# Material to process
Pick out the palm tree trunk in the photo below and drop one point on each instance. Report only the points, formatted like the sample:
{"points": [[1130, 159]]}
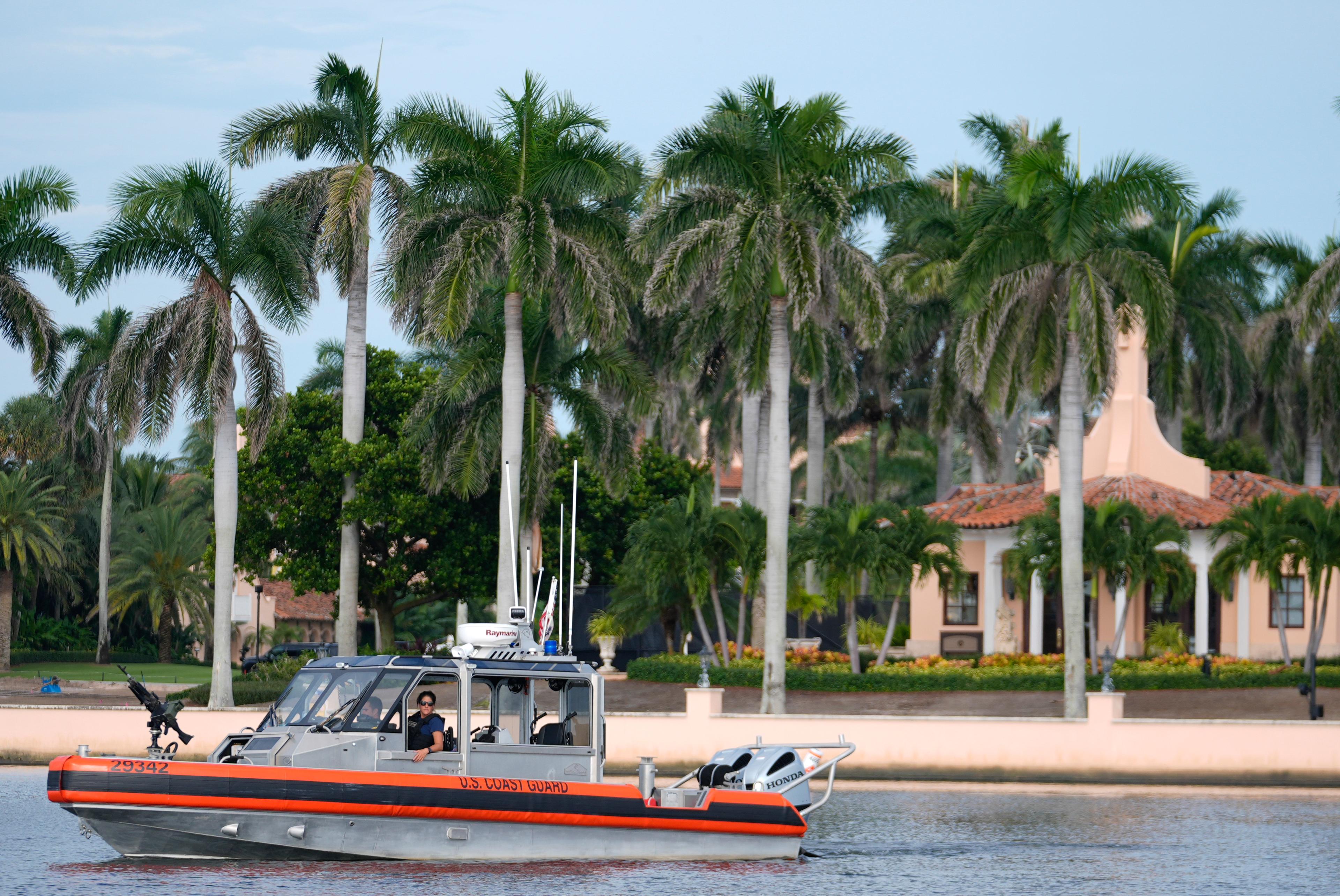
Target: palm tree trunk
{"points": [[385, 611], [354, 389], [6, 615], [945, 464], [104, 655], [873, 466], [1173, 428], [1094, 630], [1071, 448], [779, 504], [814, 465], [514, 412], [226, 535], [889, 630], [1312, 458], [742, 625], [1007, 471], [704, 633], [165, 619], [853, 638], [721, 621], [750, 447]]}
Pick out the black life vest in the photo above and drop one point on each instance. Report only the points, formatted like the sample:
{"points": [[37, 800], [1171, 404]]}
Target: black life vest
{"points": [[420, 740]]}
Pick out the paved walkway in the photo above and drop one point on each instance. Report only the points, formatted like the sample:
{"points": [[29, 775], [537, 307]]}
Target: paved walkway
{"points": [[1228, 704], [654, 697]]}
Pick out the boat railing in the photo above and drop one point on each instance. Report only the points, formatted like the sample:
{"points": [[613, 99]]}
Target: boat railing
{"points": [[827, 765]]}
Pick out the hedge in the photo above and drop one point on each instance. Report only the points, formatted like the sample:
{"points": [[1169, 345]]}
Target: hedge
{"points": [[244, 692], [901, 677], [25, 657]]}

# Given exercise
Reproduce all of the lines above verbatim, omitting the pictures.

# The answer
Pick out the palm tree trunk in the photo below and drop one point on each instance. Report only the points, formatted like the sample:
{"points": [[1130, 159]]}
Target: palm tree trunk
{"points": [[385, 611], [354, 389], [6, 615], [945, 464], [104, 655], [873, 466], [1173, 428], [1094, 630], [1071, 448], [779, 504], [814, 465], [514, 412], [226, 535], [889, 630], [1312, 458], [742, 625], [1007, 471], [704, 633], [165, 619], [853, 638], [721, 621], [750, 447]]}
Pick out the black life vest in the photo above and drop one point on each instance. Report only the points, formatted like the sample:
{"points": [[37, 800], [1171, 404]]}
Target: black life vest
{"points": [[420, 740]]}
Pick out the paved walkway in the photo above and drop one point on each instance. Report only the points, formatted like the sample:
{"points": [[29, 775], [537, 307]]}
Target: paved walkway
{"points": [[1228, 704], [654, 697]]}
Pick out the boat railing in the photo above and drop one point on each instance. Report only the points, formatted like the sample:
{"points": [[613, 99]]}
Target: boat railing
{"points": [[827, 765]]}
Pick out the hedge in the photo above and drop one point on each instance. Report only the points, formatted like the sample:
{"points": [[1169, 345]]}
Target: hedge
{"points": [[244, 692], [901, 677], [25, 657]]}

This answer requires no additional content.